Instructions for the task: Copy out exactly the lines below that run from the one holding "task | indicate the dark green shutter" to the one holding "sample | [876, 576]", keeping both of those lines and no others.

BEGIN Records for processing

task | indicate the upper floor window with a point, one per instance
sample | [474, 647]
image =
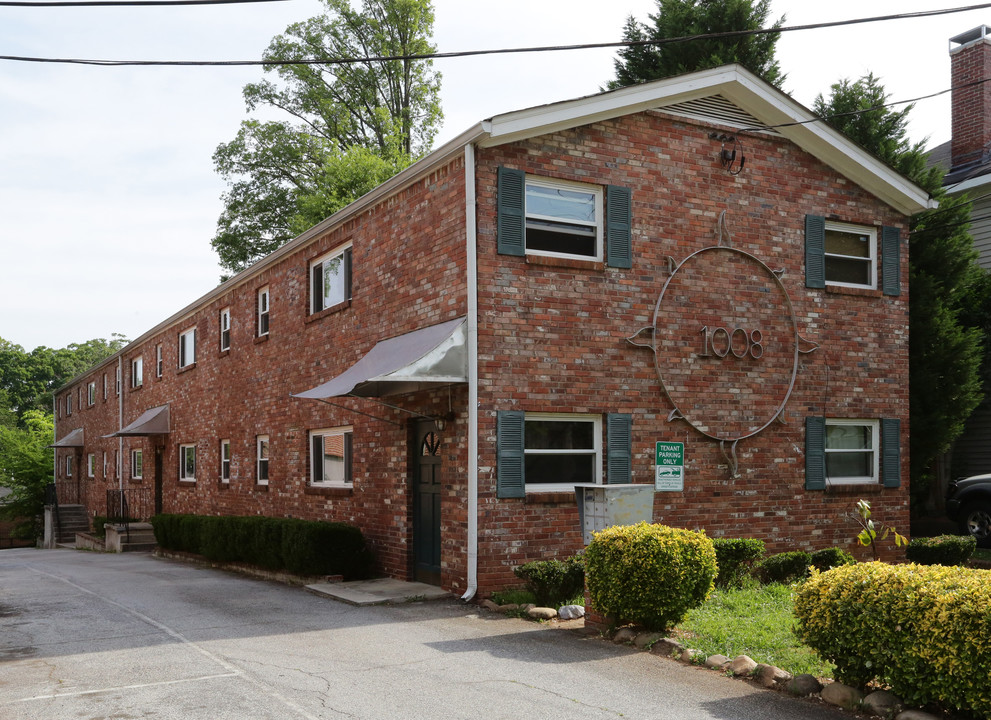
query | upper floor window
[330, 456]
[557, 218]
[263, 308]
[330, 280]
[187, 348]
[187, 463]
[262, 469]
[225, 329]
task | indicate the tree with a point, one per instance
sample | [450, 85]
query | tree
[26, 466]
[351, 125]
[27, 379]
[681, 18]
[946, 335]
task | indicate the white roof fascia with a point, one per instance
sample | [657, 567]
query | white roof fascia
[750, 94]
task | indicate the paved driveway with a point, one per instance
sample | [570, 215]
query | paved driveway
[90, 635]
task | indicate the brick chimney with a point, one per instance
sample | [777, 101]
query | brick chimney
[970, 61]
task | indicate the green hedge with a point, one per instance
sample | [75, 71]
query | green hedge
[649, 574]
[553, 582]
[942, 550]
[297, 546]
[735, 556]
[923, 630]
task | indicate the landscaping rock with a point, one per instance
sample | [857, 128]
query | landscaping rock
[624, 635]
[716, 661]
[542, 613]
[645, 640]
[667, 647]
[883, 704]
[770, 676]
[571, 612]
[842, 695]
[742, 665]
[802, 685]
[915, 715]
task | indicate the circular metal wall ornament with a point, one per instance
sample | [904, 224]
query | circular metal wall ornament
[726, 344]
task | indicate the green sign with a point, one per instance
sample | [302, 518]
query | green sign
[669, 470]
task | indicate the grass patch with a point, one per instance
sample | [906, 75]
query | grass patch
[754, 621]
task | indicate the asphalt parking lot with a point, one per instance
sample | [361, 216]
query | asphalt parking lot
[91, 635]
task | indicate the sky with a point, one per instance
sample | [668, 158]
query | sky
[108, 194]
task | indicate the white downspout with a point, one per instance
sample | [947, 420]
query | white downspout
[471, 268]
[120, 422]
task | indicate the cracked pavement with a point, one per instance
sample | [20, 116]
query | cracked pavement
[97, 636]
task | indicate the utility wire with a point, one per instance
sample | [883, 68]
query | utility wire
[472, 53]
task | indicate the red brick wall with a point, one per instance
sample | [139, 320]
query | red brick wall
[552, 336]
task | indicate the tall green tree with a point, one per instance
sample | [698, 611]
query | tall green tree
[351, 121]
[945, 283]
[26, 466]
[682, 18]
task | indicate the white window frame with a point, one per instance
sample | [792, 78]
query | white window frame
[868, 230]
[875, 477]
[595, 450]
[225, 461]
[597, 226]
[225, 329]
[187, 348]
[321, 262]
[264, 309]
[185, 450]
[263, 451]
[346, 432]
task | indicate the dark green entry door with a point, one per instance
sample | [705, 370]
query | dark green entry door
[426, 504]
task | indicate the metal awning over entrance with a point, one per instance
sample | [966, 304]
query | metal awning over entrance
[150, 422]
[435, 355]
[73, 439]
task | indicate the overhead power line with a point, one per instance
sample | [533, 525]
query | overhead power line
[464, 53]
[122, 3]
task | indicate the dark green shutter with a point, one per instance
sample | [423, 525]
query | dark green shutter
[619, 227]
[815, 251]
[890, 452]
[619, 448]
[890, 261]
[815, 453]
[510, 479]
[511, 210]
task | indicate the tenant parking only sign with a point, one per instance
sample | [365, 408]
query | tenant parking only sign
[669, 469]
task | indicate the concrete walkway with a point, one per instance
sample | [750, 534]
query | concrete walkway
[378, 591]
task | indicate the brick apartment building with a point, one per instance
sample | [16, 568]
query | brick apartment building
[537, 304]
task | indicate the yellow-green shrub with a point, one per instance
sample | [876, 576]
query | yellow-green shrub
[923, 630]
[649, 574]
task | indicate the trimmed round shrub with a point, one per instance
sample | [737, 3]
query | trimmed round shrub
[941, 550]
[553, 582]
[828, 558]
[923, 630]
[651, 575]
[734, 557]
[784, 567]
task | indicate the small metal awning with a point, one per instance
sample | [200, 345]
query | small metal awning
[150, 422]
[73, 439]
[434, 355]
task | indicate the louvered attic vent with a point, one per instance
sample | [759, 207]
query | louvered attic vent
[717, 109]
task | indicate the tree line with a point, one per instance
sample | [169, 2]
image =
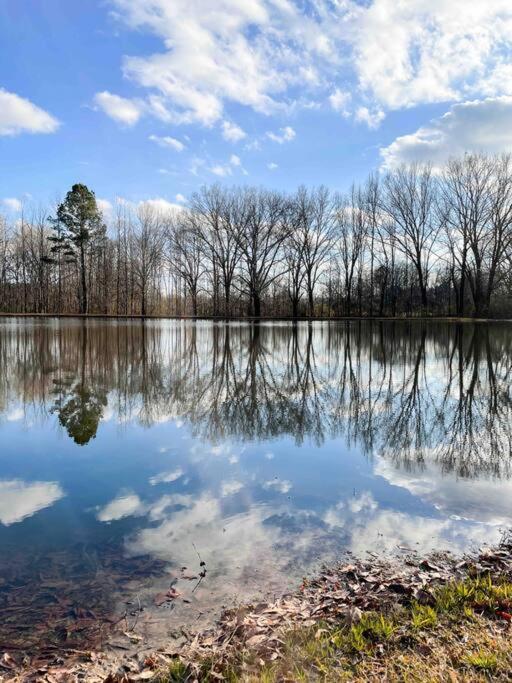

END Records for processing

Answer box:
task | indicate the dark green shutter with a point, one per instance
sample | [423, 525]
query | dark green shutter
[619, 227]
[815, 251]
[890, 452]
[619, 448]
[890, 261]
[815, 453]
[510, 479]
[511, 210]
task | indicate the tenant parking only sign with a point, one per instance
sample | [365, 408]
query | tenant parking only sign
[669, 469]
task | indicate the concrete walkway with a point, one per instance
sample | [750, 534]
query | concrete walkway
[378, 591]
task | indicate the brick apartment building with a point, one per instance
sample | [16, 568]
query | brick apartment building
[537, 304]
task | indicate the yellow-green shrub with a point, one per instance
sample | [876, 576]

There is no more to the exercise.